# Help with new bass rig!



## DjentDjentlalala (Sep 26, 2012)

Hey guys,i'm upgrading my bass rig.Basically,head wise i was going to pick up an Ampeg SVP1500 power amp (opinions?) and VT Bass Deluxe,i just dont know what cab should I buy.I need a high powered cab,but nothing like a 6x10 or an 8x10,and nothing too expensive.

Thanks!


----------



## davisjom (Sep 26, 2012)

Well, I would personally go for a Carvin BRX10.4 cab. Handles 1200w at 4 ohms.

As for a head, I suggest getting an Ampeg PF-350 or 500. Great sounding head, when I've used it I barely have to mess with the eq to get a good tone.

Carvin.com : BRX10.4 BASS SPEAKER CABINET
Ampeg PF-350 Portaflex Bass Head | Sweetwater.com
Ampeg PF-500 Portaflex Bass Head | Sweetwater.com

But this is just my opinion, and I'm not sure if you would be able to get some of this stuff where you're from. But whatever you buy, make sure to post pictures haha


----------



## T-e-r-r-y (Sep 26, 2012)

My favourite bass cab ever (and current part of my rig) is a Gallien Krueger neo 2x12. Super light and rated ay 600W @ 4ohms RMS. 

It's a bit more middy than the 4x10's that I've tried (Mesa Powerhouse, Ampeg Classic, Ashdown ABM, Trace Elliot, Hartke VXL). 
Highly recommended!

Other stuff to check out is the new TC Electronic bass gear, our bassist is using a BG500 2x10 combo and it can easily keep up with two half stacks and loud DW kit. Sounds really nice.

P.S. The VT Bass is the shit!


----------



## TemjinStrife (Sep 26, 2012)

I wouldn't get the SVP1500; just get a power amp with a lower input voltage like a Peavey IPR3000 and you'll be fine. Saves you some money too!

Cab-wise, look at the Genz Benz Focus series. They're affordable and reasonably portable, and they sound good.


----------



## DjentDjentlalala (Sep 27, 2012)

Why not the SVP1500? it is crazy cheap here.350 euros.


----------



## davisjom (Sep 27, 2012)

DjentDjentlalala said:


> Why not the SVP1500? it is crazy cheap here.350 euros.



My guess is because most places, if you play live, will not need that high of output for the bass to be felt and heard, 350-500w usually does the trick, the VT also has an XLR output, so you can plug into the PA system, so in that scenario you wouldn't need a large poweramp either. Not to mention most places will also be able to mic up the cab.

SOURCE EXCERPT
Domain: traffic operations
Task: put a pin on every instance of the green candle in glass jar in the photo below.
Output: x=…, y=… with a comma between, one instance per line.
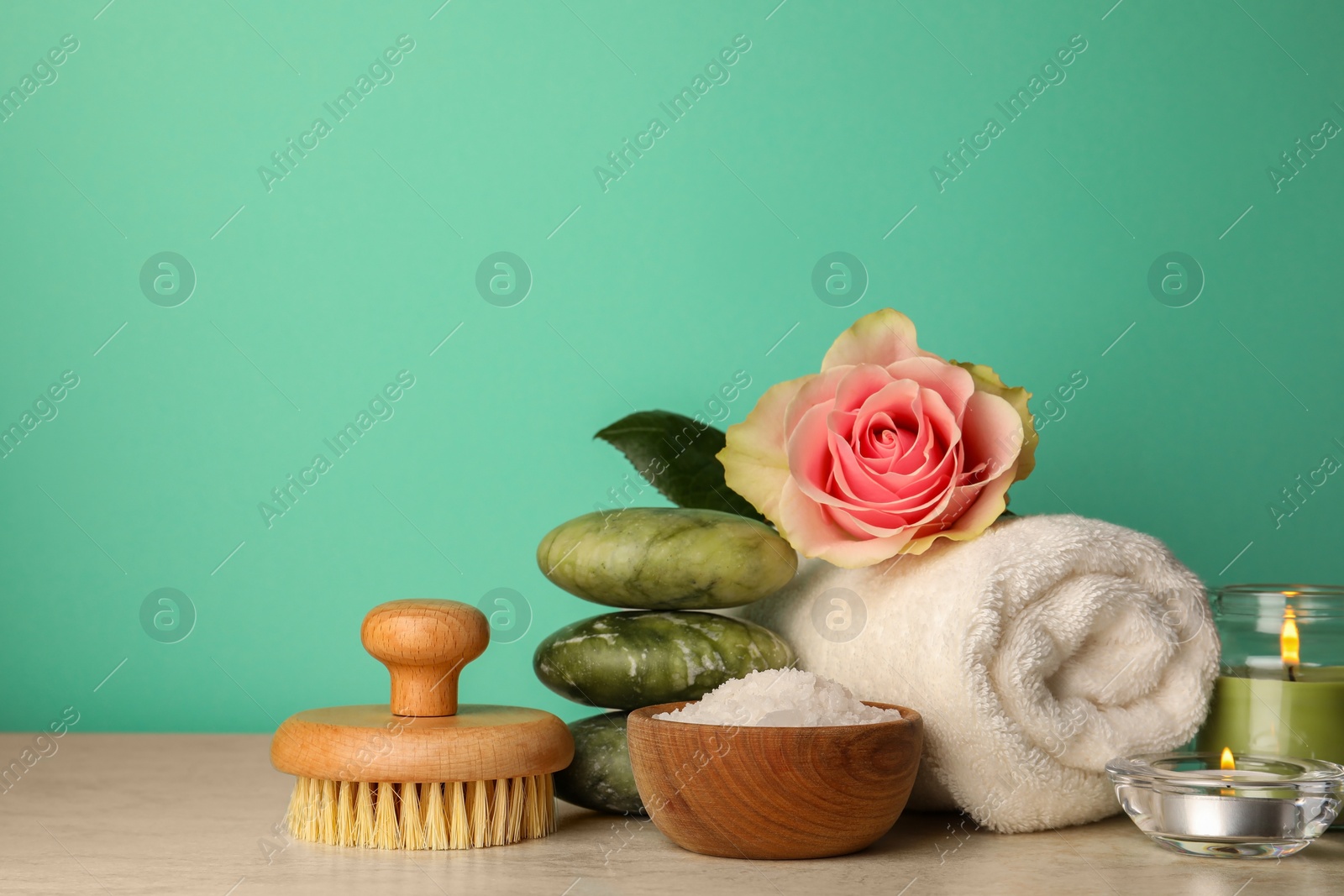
x=1283, y=687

TASK LIST
1. In the bass rig thread, what power handling is given for the Carvin BRX10.4 cab?
2. From the bass rig thread, pull out word for word the passage that opens with the words containing "## TemjinStrife (Sep" and closes with "DjentDjentlalala (Sep 27, 2012)".

SOLUTIONS PER TASK
1. 1200 watts at 4 ohms.

2.
## TemjinStrife (Sep 26, 2012)

I wouldn't get the SVP1500; just get a power amp with a lower input voltage like a Peavey IPR3000 and you'll be fine. Saves you some money too!

Cab-wise, look at the Genz Benz Focus series. They're affordable and reasonably portable, and they sound good.


----------



## DjentDjentlalala (Sep 27, 2012)